━━━ INFORMATION SUPPLIED
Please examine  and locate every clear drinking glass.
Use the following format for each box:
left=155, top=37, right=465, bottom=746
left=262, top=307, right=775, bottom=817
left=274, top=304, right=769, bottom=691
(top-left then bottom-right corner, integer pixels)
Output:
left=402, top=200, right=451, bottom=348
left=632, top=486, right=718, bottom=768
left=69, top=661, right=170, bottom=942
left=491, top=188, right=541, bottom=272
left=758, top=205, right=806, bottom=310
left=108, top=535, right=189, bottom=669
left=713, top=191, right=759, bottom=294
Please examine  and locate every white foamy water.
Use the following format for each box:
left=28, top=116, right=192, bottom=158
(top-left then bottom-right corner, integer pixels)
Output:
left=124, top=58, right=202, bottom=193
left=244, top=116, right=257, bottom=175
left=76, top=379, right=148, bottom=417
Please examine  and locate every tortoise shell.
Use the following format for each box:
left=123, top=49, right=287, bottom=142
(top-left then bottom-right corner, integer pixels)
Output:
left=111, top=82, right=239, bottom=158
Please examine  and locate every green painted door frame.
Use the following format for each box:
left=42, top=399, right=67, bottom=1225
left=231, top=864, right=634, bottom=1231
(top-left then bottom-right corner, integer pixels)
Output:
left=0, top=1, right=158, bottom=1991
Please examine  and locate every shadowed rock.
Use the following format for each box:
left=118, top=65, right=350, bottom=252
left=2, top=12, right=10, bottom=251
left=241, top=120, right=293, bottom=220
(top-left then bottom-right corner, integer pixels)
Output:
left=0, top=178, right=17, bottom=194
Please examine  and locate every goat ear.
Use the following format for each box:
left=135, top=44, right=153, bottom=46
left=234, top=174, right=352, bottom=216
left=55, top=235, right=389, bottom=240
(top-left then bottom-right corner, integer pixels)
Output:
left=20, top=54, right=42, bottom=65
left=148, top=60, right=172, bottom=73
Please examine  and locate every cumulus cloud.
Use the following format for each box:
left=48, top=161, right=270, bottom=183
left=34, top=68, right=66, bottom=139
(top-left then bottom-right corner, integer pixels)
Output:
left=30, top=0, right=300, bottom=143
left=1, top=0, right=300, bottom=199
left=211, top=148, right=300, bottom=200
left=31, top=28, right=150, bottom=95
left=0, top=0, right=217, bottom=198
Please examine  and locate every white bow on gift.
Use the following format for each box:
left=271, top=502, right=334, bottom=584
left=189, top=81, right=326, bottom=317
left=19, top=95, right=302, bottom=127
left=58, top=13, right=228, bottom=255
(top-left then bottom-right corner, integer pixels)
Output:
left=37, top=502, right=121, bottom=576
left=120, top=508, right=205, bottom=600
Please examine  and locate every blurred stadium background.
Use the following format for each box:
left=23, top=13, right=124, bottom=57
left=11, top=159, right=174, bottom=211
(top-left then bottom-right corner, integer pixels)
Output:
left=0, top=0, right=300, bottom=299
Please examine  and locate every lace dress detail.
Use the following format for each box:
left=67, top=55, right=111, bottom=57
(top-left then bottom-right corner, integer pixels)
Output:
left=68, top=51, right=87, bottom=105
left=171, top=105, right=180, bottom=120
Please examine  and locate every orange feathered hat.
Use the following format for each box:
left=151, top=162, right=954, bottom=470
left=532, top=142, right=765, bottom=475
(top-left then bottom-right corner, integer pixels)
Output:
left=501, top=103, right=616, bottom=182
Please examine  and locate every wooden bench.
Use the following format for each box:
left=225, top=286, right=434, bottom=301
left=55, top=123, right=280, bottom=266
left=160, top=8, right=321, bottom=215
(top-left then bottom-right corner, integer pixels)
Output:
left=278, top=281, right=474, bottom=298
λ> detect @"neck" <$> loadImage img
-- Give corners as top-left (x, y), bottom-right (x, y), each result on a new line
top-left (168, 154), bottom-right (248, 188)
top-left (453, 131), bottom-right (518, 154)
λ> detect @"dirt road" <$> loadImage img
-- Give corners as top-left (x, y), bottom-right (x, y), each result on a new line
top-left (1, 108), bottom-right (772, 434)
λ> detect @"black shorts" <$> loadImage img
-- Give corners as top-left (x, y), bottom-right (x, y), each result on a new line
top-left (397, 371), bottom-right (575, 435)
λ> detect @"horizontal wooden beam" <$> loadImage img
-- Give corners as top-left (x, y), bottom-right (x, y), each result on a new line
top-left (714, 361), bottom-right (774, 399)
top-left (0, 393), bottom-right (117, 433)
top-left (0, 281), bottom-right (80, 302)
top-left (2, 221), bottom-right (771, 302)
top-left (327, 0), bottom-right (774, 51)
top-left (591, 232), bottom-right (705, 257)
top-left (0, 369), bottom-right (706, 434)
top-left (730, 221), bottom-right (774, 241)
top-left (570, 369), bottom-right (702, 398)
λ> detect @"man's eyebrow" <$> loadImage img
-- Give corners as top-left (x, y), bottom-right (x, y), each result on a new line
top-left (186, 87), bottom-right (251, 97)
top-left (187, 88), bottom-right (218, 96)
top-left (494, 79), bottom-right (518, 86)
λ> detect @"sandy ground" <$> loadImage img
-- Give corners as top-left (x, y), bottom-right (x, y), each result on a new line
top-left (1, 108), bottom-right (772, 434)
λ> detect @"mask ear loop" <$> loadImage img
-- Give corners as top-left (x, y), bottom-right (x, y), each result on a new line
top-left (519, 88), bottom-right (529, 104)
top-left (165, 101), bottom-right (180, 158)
━━━━━━
= INSTRUCTIONS TO FOLLOW =
Please copy each record shown above exactly.

= REPLY TO THE TASK =
Please examine  and locate every clear drinking glass.
Use the following format for each box:
left=155, top=37, right=465, bottom=746
left=262, top=307, right=775, bottom=817
left=274, top=304, right=769, bottom=691
(top-left then bottom-right corner, integer pixels)
Output:
left=402, top=200, right=451, bottom=348
left=632, top=486, right=718, bottom=768
left=69, top=661, right=170, bottom=942
left=491, top=188, right=541, bottom=272
left=758, top=205, right=806, bottom=310
left=108, top=535, right=189, bottom=669
left=713, top=191, right=759, bottom=294
Please examine  and locate every white foamy water.
Use the following format for each box:
left=28, top=116, right=192, bottom=158
(top-left then bottom-right corner, integer pixels)
Output:
left=124, top=58, right=202, bottom=193
left=244, top=116, right=257, bottom=175
left=76, top=379, right=148, bottom=417
Please examine  and locate every tortoise shell.
Use the following format for each box:
left=123, top=49, right=287, bottom=142
(top-left then bottom-right corner, integer pixels)
Output:
left=111, top=82, right=239, bottom=158
Please examine  and locate every green painted door frame.
Use the following format for each box:
left=42, top=399, right=67, bottom=1225
left=231, top=864, right=634, bottom=1231
(top-left then bottom-right corner, integer pixels)
Output:
left=0, top=1, right=158, bottom=1991
Please examine  and locate every shadowed rock.
Use the following format for each box:
left=118, top=65, right=350, bottom=252
left=2, top=12, right=10, bottom=251
left=241, top=120, right=293, bottom=220
(top-left then bottom-right corner, integer pixels)
Output:
left=0, top=178, right=17, bottom=194
Please examine  and locate every goat ear.
Use the following format for each box:
left=135, top=44, right=153, bottom=46
left=234, top=174, right=352, bottom=216
left=55, top=235, right=389, bottom=240
(top-left then bottom-right corner, integer pixels)
Output:
left=20, top=54, right=42, bottom=65
left=148, top=60, right=172, bottom=73
Please examine  and locate every cumulus cloud.
Use the following format for each box:
left=48, top=161, right=270, bottom=183
left=34, top=68, right=66, bottom=139
(top-left then bottom-right corner, integer pixels)
Output:
left=30, top=0, right=300, bottom=143
left=1, top=0, right=300, bottom=199
left=211, top=148, right=300, bottom=200
left=31, top=28, right=150, bottom=95
left=0, top=0, right=217, bottom=198
Please examine  and locate every white bow on gift.
Use the following format for each box:
left=271, top=502, right=334, bottom=584
left=189, top=81, right=326, bottom=317
left=19, top=95, right=302, bottom=127
left=58, top=13, right=228, bottom=255
(top-left then bottom-right corner, integer pixels)
Output:
left=37, top=502, right=121, bottom=576
left=120, top=508, right=205, bottom=600
Please examine  and locate every blurred stadium background.
Use the following format for each box:
left=23, top=13, right=124, bottom=57
left=11, top=159, right=174, bottom=211
(top-left then bottom-right corner, integer pixels)
Output:
left=0, top=0, right=300, bottom=299
Please examine  and locate every lace dress detail.
Use the following format for each box:
left=67, top=55, right=111, bottom=57
(top-left then bottom-right corner, integer pixels)
Output:
left=68, top=51, right=87, bottom=105
left=171, top=105, right=180, bottom=120
Please examine  and locate every orange feathered hat.
Use the following format for each box:
left=151, top=162, right=954, bottom=470
left=532, top=142, right=765, bottom=475
(top-left then bottom-right corner, integer pixels)
Output:
left=501, top=103, right=616, bottom=182
Please examine  and locate every wooden bench.
Use the following format for each box:
left=225, top=286, right=434, bottom=301
left=55, top=123, right=280, bottom=266
left=160, top=8, right=321, bottom=215
(top-left then bottom-right corner, integer pixels)
Output:
left=278, top=281, right=474, bottom=298
λ> detect @"neck" <$> loadImage img
-- Give corners as top-left (x, y), bottom-right (x, y), each result on a new line
top-left (168, 154), bottom-right (248, 188)
top-left (453, 131), bottom-right (518, 154)
λ> detect @"dirt road" <$> loadImage img
-- Give corners as top-left (x, y), bottom-right (x, y), each result on a new line
top-left (1, 108), bottom-right (772, 434)
λ> detect @"black shorts" <$> loadImage img
-- Give corners as top-left (x, y), bottom-right (x, y), each result on a new line
top-left (397, 371), bottom-right (575, 435)
λ> detect @"horizontal wooden beam" <$> loadImage img
-- Give corners as top-left (x, y), bottom-right (x, y), each result on a new line
top-left (714, 361), bottom-right (774, 399)
top-left (0, 393), bottom-right (117, 433)
top-left (0, 281), bottom-right (80, 302)
top-left (2, 221), bottom-right (771, 302)
top-left (327, 0), bottom-right (774, 51)
top-left (591, 232), bottom-right (705, 257)
top-left (0, 369), bottom-right (706, 434)
top-left (730, 221), bottom-right (774, 241)
top-left (570, 369), bottom-right (702, 398)
λ> detect @"man's eyebrow" <$> loadImage img
-- Give corners as top-left (x, y), bottom-right (x, y), each result on a new line
top-left (186, 87), bottom-right (251, 97)
top-left (187, 88), bottom-right (218, 96)
top-left (494, 79), bottom-right (518, 86)
λ> detect @"sandy ground" <$> loadImage img
-- Give corners as top-left (x, y), bottom-right (x, y), each result on a new line
top-left (1, 108), bottom-right (772, 434)
λ> detect @"mask ear loop" <$> loadImage img
-- Give corners as top-left (x, y), bottom-right (x, y), each result on a new line
top-left (519, 88), bottom-right (529, 104)
top-left (165, 101), bottom-right (180, 158)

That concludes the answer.